>> Begin AVAILABLE RECORDS
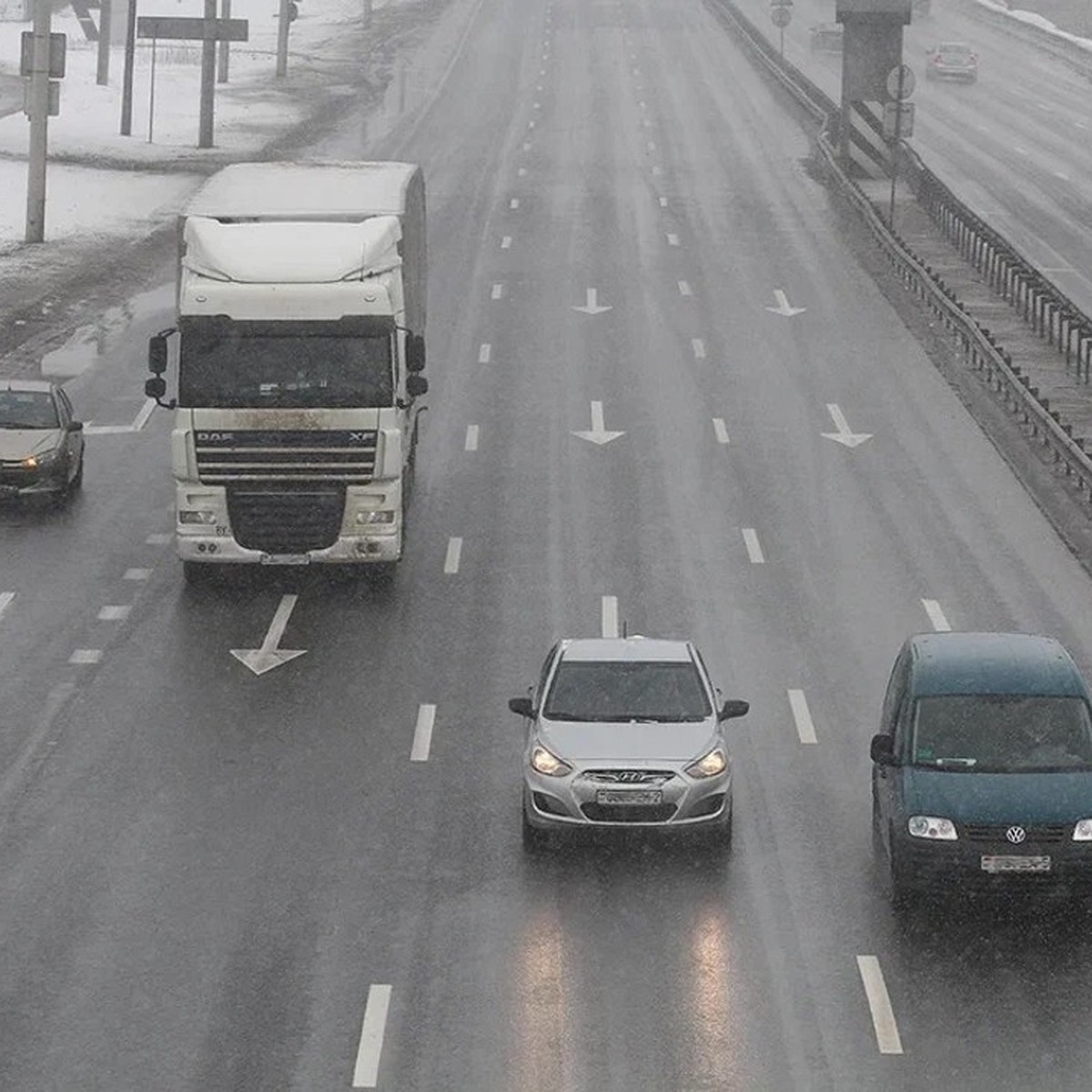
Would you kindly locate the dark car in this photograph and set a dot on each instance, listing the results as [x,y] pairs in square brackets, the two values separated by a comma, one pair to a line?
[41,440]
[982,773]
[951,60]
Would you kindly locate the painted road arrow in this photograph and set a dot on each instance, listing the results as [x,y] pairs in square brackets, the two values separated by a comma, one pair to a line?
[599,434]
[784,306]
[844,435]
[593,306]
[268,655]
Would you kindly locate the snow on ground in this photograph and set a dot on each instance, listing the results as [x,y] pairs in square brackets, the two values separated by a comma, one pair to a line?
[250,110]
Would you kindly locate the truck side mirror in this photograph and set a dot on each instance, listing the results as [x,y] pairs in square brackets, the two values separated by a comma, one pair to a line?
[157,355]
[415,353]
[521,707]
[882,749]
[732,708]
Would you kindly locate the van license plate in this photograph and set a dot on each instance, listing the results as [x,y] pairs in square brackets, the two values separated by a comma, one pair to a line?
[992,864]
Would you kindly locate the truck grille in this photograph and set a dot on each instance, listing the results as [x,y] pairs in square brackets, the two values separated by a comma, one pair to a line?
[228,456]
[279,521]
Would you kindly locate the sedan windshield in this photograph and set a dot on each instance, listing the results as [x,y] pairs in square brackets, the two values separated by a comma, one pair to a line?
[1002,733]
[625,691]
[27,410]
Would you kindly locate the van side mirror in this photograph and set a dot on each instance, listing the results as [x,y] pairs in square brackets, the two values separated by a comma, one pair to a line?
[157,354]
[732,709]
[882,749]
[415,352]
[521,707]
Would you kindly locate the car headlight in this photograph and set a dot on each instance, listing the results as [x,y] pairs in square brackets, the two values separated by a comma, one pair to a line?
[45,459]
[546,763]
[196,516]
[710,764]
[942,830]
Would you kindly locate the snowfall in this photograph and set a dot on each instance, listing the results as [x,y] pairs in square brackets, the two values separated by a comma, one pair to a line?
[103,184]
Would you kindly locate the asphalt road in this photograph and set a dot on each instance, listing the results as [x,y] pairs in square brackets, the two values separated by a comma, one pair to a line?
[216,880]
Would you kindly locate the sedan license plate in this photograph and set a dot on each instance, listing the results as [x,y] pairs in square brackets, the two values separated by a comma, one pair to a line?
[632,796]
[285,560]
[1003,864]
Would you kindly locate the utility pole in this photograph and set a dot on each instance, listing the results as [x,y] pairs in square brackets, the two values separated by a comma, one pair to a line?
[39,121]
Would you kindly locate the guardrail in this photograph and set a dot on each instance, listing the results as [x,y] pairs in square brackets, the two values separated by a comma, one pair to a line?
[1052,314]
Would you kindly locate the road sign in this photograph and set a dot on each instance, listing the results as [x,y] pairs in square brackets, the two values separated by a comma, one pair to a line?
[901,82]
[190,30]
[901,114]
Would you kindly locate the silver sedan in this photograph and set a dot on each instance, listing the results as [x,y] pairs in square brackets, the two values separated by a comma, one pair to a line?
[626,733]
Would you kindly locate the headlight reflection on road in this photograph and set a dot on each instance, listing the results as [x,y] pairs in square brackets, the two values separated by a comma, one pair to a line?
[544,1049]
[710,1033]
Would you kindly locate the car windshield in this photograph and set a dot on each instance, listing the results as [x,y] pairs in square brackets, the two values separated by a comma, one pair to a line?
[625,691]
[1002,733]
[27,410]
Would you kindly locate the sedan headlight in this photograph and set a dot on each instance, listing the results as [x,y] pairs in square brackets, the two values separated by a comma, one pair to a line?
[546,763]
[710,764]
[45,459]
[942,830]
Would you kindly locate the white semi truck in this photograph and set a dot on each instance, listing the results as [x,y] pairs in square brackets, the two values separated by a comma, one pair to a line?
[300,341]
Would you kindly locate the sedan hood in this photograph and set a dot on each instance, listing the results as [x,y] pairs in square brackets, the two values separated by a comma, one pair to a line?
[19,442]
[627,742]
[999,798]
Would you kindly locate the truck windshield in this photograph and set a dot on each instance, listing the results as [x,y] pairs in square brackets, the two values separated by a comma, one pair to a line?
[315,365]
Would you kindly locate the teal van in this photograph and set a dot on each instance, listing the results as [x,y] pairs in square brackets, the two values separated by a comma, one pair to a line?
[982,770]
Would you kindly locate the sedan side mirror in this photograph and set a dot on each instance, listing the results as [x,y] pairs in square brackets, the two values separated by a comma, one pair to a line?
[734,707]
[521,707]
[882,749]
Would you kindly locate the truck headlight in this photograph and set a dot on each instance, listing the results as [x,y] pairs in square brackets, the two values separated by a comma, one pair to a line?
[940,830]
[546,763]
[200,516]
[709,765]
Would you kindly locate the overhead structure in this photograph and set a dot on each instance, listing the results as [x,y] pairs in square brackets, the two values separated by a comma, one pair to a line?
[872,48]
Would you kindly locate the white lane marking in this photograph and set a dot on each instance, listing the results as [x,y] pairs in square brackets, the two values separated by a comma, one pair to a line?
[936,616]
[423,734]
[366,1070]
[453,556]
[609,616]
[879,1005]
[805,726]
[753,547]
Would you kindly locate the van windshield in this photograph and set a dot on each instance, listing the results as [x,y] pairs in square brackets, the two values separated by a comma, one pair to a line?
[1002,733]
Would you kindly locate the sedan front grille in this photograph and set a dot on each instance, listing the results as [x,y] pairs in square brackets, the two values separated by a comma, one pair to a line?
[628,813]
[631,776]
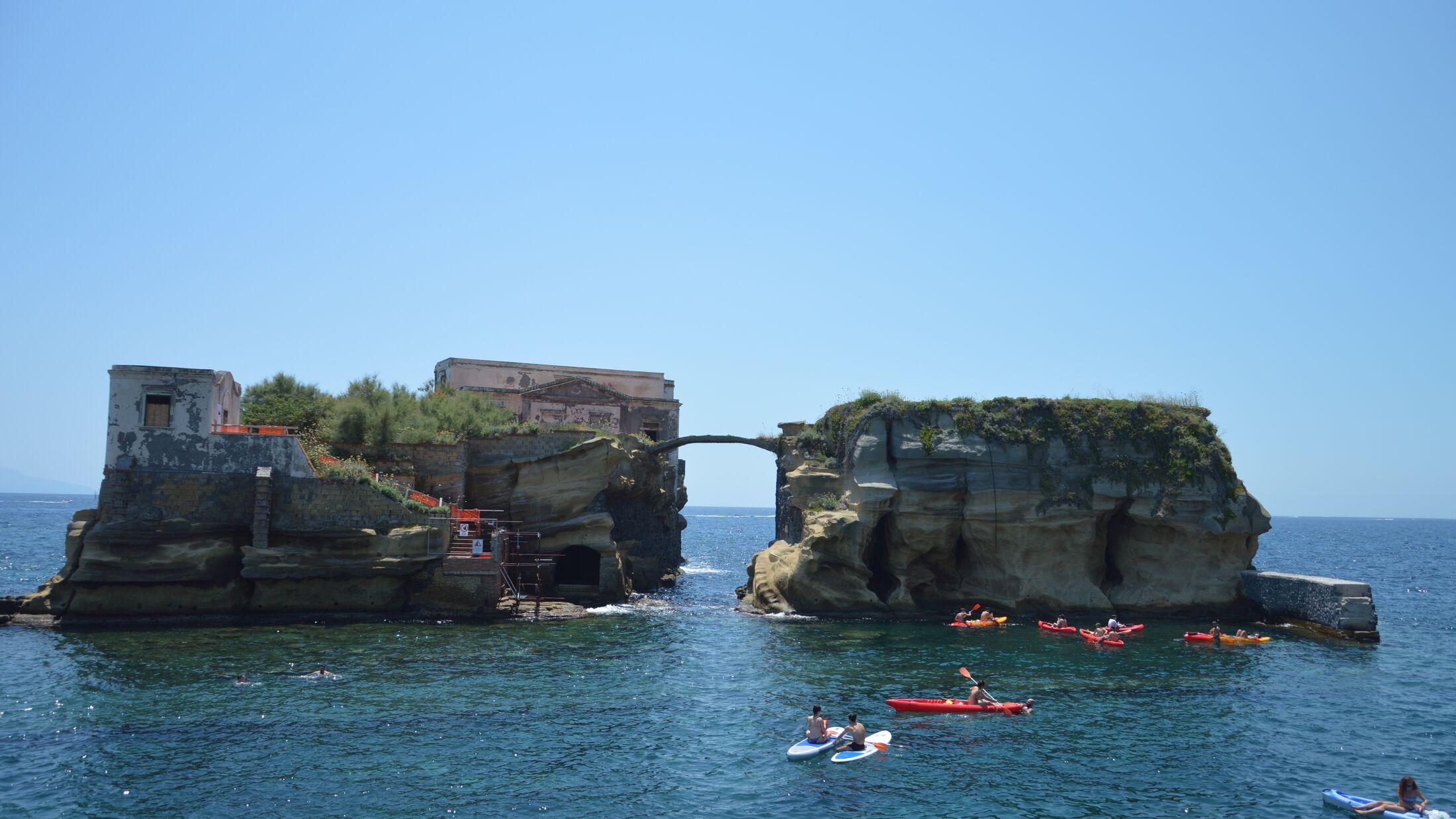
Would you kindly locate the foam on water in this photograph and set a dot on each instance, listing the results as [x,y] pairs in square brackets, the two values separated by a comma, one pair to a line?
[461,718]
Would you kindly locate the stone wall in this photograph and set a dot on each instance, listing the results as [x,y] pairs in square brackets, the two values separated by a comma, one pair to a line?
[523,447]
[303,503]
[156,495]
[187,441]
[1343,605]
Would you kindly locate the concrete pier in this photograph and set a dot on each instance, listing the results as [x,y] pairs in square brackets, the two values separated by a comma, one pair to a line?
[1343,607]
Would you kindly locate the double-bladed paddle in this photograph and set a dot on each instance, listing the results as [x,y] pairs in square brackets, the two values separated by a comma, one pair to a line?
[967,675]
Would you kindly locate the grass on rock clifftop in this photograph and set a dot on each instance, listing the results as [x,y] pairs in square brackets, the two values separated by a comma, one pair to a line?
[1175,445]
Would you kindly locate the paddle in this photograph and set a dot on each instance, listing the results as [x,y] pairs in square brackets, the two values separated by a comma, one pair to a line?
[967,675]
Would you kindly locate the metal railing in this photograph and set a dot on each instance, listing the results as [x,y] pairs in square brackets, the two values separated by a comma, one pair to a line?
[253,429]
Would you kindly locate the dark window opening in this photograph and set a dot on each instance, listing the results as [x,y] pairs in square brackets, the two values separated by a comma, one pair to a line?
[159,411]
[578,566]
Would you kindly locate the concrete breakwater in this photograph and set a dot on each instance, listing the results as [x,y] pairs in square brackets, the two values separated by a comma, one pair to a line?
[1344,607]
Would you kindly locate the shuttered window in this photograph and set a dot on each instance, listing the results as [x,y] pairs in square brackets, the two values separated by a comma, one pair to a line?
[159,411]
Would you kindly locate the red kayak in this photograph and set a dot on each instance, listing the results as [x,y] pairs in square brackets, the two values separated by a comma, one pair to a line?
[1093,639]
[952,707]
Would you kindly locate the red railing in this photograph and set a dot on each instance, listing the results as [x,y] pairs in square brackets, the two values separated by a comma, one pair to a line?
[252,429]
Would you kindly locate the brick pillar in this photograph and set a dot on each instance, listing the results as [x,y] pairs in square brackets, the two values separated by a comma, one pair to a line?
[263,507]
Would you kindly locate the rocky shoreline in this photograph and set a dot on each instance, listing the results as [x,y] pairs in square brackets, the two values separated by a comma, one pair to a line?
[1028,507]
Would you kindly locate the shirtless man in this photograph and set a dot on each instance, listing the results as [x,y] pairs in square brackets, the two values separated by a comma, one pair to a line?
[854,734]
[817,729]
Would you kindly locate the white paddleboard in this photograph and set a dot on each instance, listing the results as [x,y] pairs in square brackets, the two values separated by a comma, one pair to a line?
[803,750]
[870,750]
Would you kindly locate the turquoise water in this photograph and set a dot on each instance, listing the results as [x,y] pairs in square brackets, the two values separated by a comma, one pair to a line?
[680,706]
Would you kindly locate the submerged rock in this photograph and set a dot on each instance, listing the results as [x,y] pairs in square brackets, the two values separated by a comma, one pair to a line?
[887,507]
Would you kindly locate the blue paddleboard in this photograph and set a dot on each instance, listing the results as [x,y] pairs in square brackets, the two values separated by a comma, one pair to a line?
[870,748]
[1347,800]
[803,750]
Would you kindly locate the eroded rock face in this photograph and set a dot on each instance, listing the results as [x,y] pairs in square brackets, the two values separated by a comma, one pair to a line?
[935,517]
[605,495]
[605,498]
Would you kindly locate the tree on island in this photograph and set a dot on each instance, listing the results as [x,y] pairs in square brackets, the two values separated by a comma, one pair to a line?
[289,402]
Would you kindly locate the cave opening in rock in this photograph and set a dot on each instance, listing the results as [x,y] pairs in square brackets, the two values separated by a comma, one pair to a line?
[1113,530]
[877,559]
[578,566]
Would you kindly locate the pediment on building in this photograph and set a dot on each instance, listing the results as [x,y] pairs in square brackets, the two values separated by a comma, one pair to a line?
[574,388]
>> End AVAILABLE RECORDS
SET PROBLEM — Copy the entries word for word, starting at the line that contains "Would you kindly locate the white paddleboard" and continuing through the last line of the entries.

RESULT FOR THIS TASK —
Would you kindly locate the white paddleboard in this photograph and set a dot on each instance, listing the results as [x,y] pairs in square brackets, the two values separated by a comma, one pair to a line?
[803,750]
[870,750]
Would you kindly locate the turquoise water in this photograph and set a dot on each instance, listing the results as [x,y] pairs in square brackets, the two values separated by a comma, one pair to a line?
[680,706]
Would you kindly locate the submerged rock in this photograph and set a dot on each instance, listing the results as [x,y] pairs in square brackets, the two values separated by a comma, one pair to a line?
[887,507]
Would you kindly locate the blue paddleboard in this photograph and set a dot on each instance, listing the results as [x,y] pairs in square brackets, the two values separated by a comma, one pair to a line?
[870,748]
[1347,800]
[803,750]
Would you kindly locate the eroded rock face in this photograph and set a dot on each instance, listing the results as [x,y] pairs in square brackets, the two values separated by a comma, one pair to a line?
[935,517]
[605,495]
[605,498]
Would you kindly locate the tree on island in this photograph and set a dot on each instance, listing the results as [x,y] pairs in square brackets, the two values separated by a comma, one pair to a line?
[289,402]
Would you kindly locate the cave opening in rock in this photograph and set a dot on each instance, listing the results as [x,y] pairs in square brackets, the two values separated by a comma, one pair to a line?
[1113,530]
[877,559]
[578,566]
Would you kindly locate the pediment on building in this photograph and set a dot on each instance, listing the results as [x,y] pairs in square brackets, the two values separated by a comma, one pair to a line?
[574,388]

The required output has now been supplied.